**Work to do**
Output all the entries word for word. Omit the pictures.

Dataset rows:
---------------
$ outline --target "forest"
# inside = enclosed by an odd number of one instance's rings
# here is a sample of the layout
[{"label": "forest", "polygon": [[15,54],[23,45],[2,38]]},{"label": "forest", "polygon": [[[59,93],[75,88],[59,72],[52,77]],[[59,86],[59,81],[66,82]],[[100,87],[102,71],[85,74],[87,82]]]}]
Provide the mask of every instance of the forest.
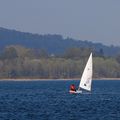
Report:
[{"label": "forest", "polygon": [[70,47],[56,55],[21,45],[8,45],[0,52],[0,78],[80,78],[91,52],[94,78],[120,78],[119,54],[110,57],[105,56],[102,49]]}]

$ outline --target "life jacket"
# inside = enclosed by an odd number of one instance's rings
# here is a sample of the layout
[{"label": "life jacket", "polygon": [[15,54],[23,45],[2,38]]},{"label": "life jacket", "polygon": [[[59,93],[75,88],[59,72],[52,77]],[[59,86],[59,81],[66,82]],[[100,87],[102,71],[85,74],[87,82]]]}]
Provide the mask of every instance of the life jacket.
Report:
[{"label": "life jacket", "polygon": [[70,90],[75,91],[75,85],[71,85]]}]

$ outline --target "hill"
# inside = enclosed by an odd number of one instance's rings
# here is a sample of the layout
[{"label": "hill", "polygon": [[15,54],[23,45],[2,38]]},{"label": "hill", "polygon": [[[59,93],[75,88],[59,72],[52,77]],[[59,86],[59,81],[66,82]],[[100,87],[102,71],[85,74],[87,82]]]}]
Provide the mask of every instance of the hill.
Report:
[{"label": "hill", "polygon": [[45,49],[50,54],[61,54],[71,47],[87,47],[95,51],[102,50],[106,56],[115,56],[120,53],[120,47],[106,46],[101,43],[63,38],[61,35],[39,35],[0,27],[0,49],[8,45],[22,45],[28,48]]}]

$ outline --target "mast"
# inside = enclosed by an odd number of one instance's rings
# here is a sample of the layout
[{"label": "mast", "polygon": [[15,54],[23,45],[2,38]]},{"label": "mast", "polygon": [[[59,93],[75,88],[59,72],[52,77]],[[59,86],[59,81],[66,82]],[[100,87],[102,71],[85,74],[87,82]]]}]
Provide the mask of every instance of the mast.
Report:
[{"label": "mast", "polygon": [[91,53],[87,61],[87,64],[85,66],[85,69],[83,71],[79,88],[83,88],[85,90],[91,91],[92,74],[93,74],[93,63],[92,63],[92,53]]}]

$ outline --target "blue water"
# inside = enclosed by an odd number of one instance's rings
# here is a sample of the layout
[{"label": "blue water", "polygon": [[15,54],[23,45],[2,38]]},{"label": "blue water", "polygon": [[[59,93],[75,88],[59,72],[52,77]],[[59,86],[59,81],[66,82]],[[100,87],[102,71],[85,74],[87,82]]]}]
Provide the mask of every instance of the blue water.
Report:
[{"label": "blue water", "polygon": [[93,81],[91,94],[69,94],[79,81],[0,82],[0,120],[120,120],[120,81]]}]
---------------
**Solution for this exercise**
$ outline --target "forest"
# inside = enclosed by an odd number of one instance's rings
# here is a sample of the layout
[{"label": "forest", "polygon": [[15,54],[23,45],[2,38]]},{"label": "forest", "polygon": [[[59,93],[75,88],[59,72],[52,77]],[[59,86],[59,81],[66,82]],[[100,87],[102,71],[85,74],[87,82]]]}]
Provide the mask of every instance of the forest.
Report:
[{"label": "forest", "polygon": [[70,47],[56,55],[21,45],[8,45],[0,52],[0,78],[80,78],[91,52],[94,78],[120,78],[119,54],[110,57],[105,56],[102,49]]}]

$ outline --target "life jacket"
# inside = enclosed by an odd number of one instance's rings
# here is a sample of the layout
[{"label": "life jacket", "polygon": [[15,54],[23,45],[2,38]]},{"label": "life jacket", "polygon": [[[59,93],[75,88],[59,72],[52,77]],[[59,86],[59,81],[66,82]],[[100,87],[102,71],[85,74],[87,82]]]}]
Provide the mask of every instance of the life jacket.
Report:
[{"label": "life jacket", "polygon": [[70,90],[75,91],[75,85],[71,85]]}]

$ outline --target "hill"
# inside = enclosed by an odd number of one instance's rings
# here is a sample of the layout
[{"label": "hill", "polygon": [[15,54],[23,45],[2,38]]},{"label": "hill", "polygon": [[[59,93],[75,88],[59,72],[52,77]],[[59,86],[59,81],[66,82]],[[100,87],[102,71],[85,74],[87,82]]]}]
Provide the mask of every instance of the hill.
Report:
[{"label": "hill", "polygon": [[45,49],[50,54],[61,54],[71,47],[87,47],[95,51],[102,50],[106,56],[115,56],[120,53],[120,47],[106,46],[101,43],[63,38],[61,35],[39,35],[0,27],[0,49],[8,45],[22,45],[28,48]]}]

$ outline --target "mast"
# inside = enclosed by an odd number of one instance's rings
# here is a sample of the layout
[{"label": "mast", "polygon": [[15,54],[23,45],[2,38]]},{"label": "mast", "polygon": [[[59,93],[75,88],[59,72],[52,77]],[[59,86],[59,81],[66,82]],[[100,87],[102,71],[85,74],[87,82]]]}]
Provide the mask of every instance of the mast.
Report:
[{"label": "mast", "polygon": [[91,53],[87,61],[87,64],[85,66],[85,69],[83,71],[79,88],[83,88],[85,90],[91,91],[92,74],[93,74],[93,63],[92,63],[92,53]]}]

$ outline --target "blue water"
# inside = enclosed by an odd number of one instance's rings
# here is a sample of the layout
[{"label": "blue water", "polygon": [[15,54],[23,45],[2,38]]},{"label": "blue water", "polygon": [[[59,93],[75,88],[59,72],[52,77]],[[59,86],[59,81],[66,82]],[[100,87],[102,71],[85,74],[87,82]]]}]
Provide the mask of every instance of the blue water.
Report:
[{"label": "blue water", "polygon": [[93,81],[91,94],[69,94],[79,81],[0,82],[0,120],[120,120],[120,81]]}]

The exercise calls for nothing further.